Text extract:
_ _ _
This my neighbourhood to the nunnery, gave me an opportunity of seeing two nuns invested; and in this I must do a justice to the whole country to acknowledge, that a stranger who is curious (I would impute it rather to their hopes of conversion than to their vanity) shall be admitted to much greater freedoms in their religious pageantries, than any native.

One of their nuns was of the first quality, which rendered the ceremony more remarkably fine. The manner of investing them was thus :-In the morning her relations and friends all met at her father's house, whence, she being attired in her most sumptuous apparel, and a coronet placed on her head, they attended her, in cavalcade, to the nunnery, the streets and windows being crowded, and filled with spectators of all sorts.

So soon as she entered the chapel belonging to the nunnery she kneeled down, and, with an appearance of much devotion, saluted the ground, then rising up, she advanced a step or two farther, when, on her knees, she repeated the salutes; this done, she approached to the altar, where she remained till mass was over; after which, a sermon was preached by one of the priests, in praise, or rather in an exalted preference, of a single life. The sermon being over, the nun elect fell down on her knees before the altar, and, after some short mental orisons, rising again, she withdrew into an inner room, where, stripping off all her rich attire, she put on her nun's weeds; in which, making her appearance, she, again kneeling, offered up some private devotions, which being over, she was led to the door of the nunnery, where the lady and the rest of the nuns stood, ready to receive her with open arms. Thus entered, the nuns conducted her into the quire, where, after they had entertained her with singing, and playing upon the organ, the ceremony concluded, and every one departed to their proper habitations.
_ _ _
Recorded data:
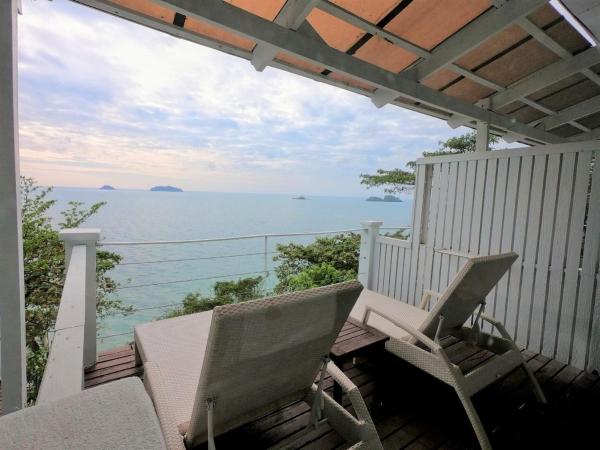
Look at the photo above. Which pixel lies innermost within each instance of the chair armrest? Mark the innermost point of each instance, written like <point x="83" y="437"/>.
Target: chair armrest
<point x="499" y="326"/>
<point x="153" y="381"/>
<point x="403" y="325"/>
<point x="445" y="251"/>
<point x="427" y="296"/>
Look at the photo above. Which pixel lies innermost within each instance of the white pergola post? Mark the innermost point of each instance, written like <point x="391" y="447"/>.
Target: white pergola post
<point x="482" y="137"/>
<point x="12" y="300"/>
<point x="368" y="240"/>
<point x="87" y="237"/>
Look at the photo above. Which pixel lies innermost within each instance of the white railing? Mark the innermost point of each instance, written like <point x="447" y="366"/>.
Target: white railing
<point x="542" y="203"/>
<point x="73" y="345"/>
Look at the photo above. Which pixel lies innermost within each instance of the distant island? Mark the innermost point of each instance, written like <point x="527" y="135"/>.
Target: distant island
<point x="166" y="189"/>
<point x="387" y="198"/>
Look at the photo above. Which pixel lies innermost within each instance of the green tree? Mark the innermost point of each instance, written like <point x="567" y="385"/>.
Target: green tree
<point x="395" y="181"/>
<point x="44" y="272"/>
<point x="223" y="293"/>
<point x="318" y="275"/>
<point x="339" y="252"/>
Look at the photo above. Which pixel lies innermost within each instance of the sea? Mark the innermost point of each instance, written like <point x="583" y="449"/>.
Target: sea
<point x="154" y="278"/>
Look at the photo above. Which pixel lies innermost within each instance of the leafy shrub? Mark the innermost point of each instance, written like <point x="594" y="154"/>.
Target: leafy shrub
<point x="318" y="275"/>
<point x="224" y="293"/>
<point x="340" y="252"/>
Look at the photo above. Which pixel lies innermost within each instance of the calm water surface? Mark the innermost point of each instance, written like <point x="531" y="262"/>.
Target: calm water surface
<point x="142" y="215"/>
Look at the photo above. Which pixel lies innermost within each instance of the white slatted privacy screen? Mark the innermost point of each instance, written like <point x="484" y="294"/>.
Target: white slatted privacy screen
<point x="543" y="203"/>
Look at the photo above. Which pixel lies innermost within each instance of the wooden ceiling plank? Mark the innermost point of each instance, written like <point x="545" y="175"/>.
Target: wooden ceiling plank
<point x="248" y="25"/>
<point x="578" y="111"/>
<point x="472" y="35"/>
<point x="545" y="77"/>
<point x="291" y="16"/>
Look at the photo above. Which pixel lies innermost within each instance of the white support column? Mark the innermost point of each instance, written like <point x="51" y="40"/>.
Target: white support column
<point x="88" y="237"/>
<point x="12" y="300"/>
<point x="482" y="137"/>
<point x="367" y="251"/>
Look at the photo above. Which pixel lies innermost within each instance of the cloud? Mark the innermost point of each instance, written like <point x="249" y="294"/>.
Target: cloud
<point x="105" y="101"/>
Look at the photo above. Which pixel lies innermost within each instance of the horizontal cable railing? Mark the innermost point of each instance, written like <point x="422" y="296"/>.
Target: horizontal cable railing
<point x="263" y="267"/>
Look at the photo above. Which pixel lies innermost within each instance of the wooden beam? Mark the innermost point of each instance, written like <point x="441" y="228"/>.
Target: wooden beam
<point x="545" y="77"/>
<point x="577" y="111"/>
<point x="251" y="26"/>
<point x="12" y="300"/>
<point x="472" y="35"/>
<point x="291" y="16"/>
<point x="482" y="143"/>
<point x="544" y="39"/>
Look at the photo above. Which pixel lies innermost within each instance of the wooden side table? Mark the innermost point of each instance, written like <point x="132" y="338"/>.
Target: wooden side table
<point x="354" y="340"/>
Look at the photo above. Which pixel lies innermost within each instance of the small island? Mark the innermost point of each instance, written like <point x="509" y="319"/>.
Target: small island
<point x="387" y="198"/>
<point x="166" y="189"/>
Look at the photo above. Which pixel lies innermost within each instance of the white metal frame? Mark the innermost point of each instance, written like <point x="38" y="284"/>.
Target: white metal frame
<point x="73" y="346"/>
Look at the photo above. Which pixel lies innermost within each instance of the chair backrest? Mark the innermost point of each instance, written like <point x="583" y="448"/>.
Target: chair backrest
<point x="466" y="292"/>
<point x="266" y="353"/>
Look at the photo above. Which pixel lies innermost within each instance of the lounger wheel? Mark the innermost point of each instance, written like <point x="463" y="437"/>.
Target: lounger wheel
<point x="476" y="423"/>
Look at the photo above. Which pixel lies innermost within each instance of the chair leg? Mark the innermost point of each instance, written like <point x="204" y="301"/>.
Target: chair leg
<point x="482" y="437"/>
<point x="535" y="385"/>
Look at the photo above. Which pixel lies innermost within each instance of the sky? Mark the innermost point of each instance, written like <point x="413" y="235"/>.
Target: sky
<point x="105" y="101"/>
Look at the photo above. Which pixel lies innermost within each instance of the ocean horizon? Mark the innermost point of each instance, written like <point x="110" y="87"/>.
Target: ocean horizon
<point x="154" y="275"/>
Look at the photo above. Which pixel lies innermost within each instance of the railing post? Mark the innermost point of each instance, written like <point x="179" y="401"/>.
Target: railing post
<point x="12" y="299"/>
<point x="88" y="237"/>
<point x="370" y="231"/>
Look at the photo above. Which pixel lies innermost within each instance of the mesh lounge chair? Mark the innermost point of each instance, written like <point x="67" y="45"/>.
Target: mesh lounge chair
<point x="211" y="372"/>
<point x="415" y="333"/>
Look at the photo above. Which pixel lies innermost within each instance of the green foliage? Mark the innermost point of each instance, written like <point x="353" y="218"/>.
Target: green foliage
<point x="224" y="293"/>
<point x="318" y="275"/>
<point x="44" y="272"/>
<point x="339" y="252"/>
<point x="394" y="181"/>
<point x="400" y="234"/>
<point x="398" y="180"/>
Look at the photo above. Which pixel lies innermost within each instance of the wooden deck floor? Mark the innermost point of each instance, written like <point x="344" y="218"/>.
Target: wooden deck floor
<point x="415" y="411"/>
_ _ _
Task requirements:
(1) Write out the full passage above describing the nun's investiture, word for word.
(2) Pull out each line of the records that contains the string "plank", matching case exactly.

Answers given:
(1)
This my neighbourhood to the nunnery, gave me an opportunity of seeing two nuns invested; and in this I must do a justice to the whole country to acknowledge, that a stranger who is curious (I would impute it rather to their hopes of conversion than to their vanity) shall be admitted to much greater freedoms in their religious pageantries, than any native.

One of their nuns was of the first quality, which rendered the ceremony more remarkably fine. The manner of investing them was thus :-In the morning her relations and friends all met at her father's house, whence, she being attired in her most sumptuous apparel, and a coronet placed on her head, they attended her, in cavalcade, to the nunnery, the streets and windows being crowded, and filled with spectators of all sorts.

So soon as she entered the chapel belonging to the nunnery she kneeled down, and, with an appearance of much devotion, saluted the ground, then rising up, she advanced a step or two farther, when, on her knees, she repeated the salutes; this done, she approached to the altar, where she remained till mass was over; after which, a sermon was preached by one of the priests, in praise, or rather in an exalted preference, of a single life. The sermon being over, the nun elect fell down on her knees before the altar, and, after some short mental orisons, rising again, she withdrew into an inner room, where, stripping off all her rich attire, she put on her nun's weeds; in which, making her appearance, she, again kneeling, offered up some private devotions, which being over, she was led to the door of the nunnery, where the lady and the rest of the nuns stood, ready to receive her with open arms. Thus entered, the nuns conducted her into the quire, where, after they had entertained her with singing, and playing upon the organ, the ceremony concluded, and every one departed to their proper habitations.

(2)
Look at the photo above. Which pixel lies innermost within each instance of the wooden ceiling plank? Mark the innermost point of each instance, written like <point x="545" y="175"/>.
Target: wooden ceiling plank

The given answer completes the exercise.